### Text der Seite
Sergio Mattarella ist ein Garant im Chaos
Der italienische Staatspräsident führt das Land durch die Regierungskrise – nicht zum ersten Mal.
ROM Es ist in der italienischen Politik wie bei Raufbolden. Sie stänkern und streiten. Am Ende hilft alles nichts, das Familienoberhaupt muss die Krise beenden. Im römischen Politchaos kommt diese Rolle Staatspräsident Sergio Mattarella zu. Am Dienstag bekam der 79-Jährige Besuch von Ministerpräsident Giuseppe Conte, der zwar in der vergangenen Woche vom Parlament das Vertrauen ausgesprochen bekam. Die Regierungsmehrheit im Senat ist aber so knapp, dass vernünftiges Regieren nicht mehr möglich ist. Die Regierung Conte, die 66. der Nachkriegszeit, wäre höchstwahrscheinlich am Mittwoch bei einer Abstimmung über die Justizpolitik gestürzt. Der Regierungschef kam dem zuvor und reichte bei Mattarella seinen Rücktritt ein. Nun ist das Staatsoberhaupt gefragt.

### Datensatz
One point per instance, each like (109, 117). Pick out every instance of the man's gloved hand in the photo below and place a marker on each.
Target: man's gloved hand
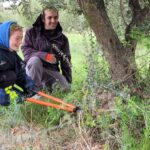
(2, 78)
(50, 58)
(30, 91)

### Deine Aufgabe
Schreib den Abschnitt aus dem Text über Sergio Mattarella wortgetreu ab, von "ROM Es ist in" bis "das Staatsoberhaupt gefragt.".

### Ergebnis
ROM Es ist in der italienischen Politik wie bei Raufbolden. Sie stänkern und streiten. Am Ende hilft alles nichts, das Familienoberhaupt muss die Krise beenden. Im römischen Politchaos kommt diese Rolle Staatspräsident Sergio Mattarella zu. Am Dienstag bekam der 79-Jährige Besuch von Ministerpräsident Giuseppe Conte, der zwar in der vergangenen Woche vom Parlament das Vertrauen ausgesprochen bekam. Die Regierungsmehrheit im Senat ist aber so knapp, dass vernünftiges Regieren nicht mehr möglich ist. Die Regierung Conte, die 66. der Nachkriegszeit, wäre höchstwahrscheinlich am Mittwoch bei einer Abstimmung über die Justizpolitik gestürzt. Der Regierungschef kam dem zuvor und reichte bei Mattarella seinen Rücktritt ein. Nun ist das Staatsoberhaupt gefragt.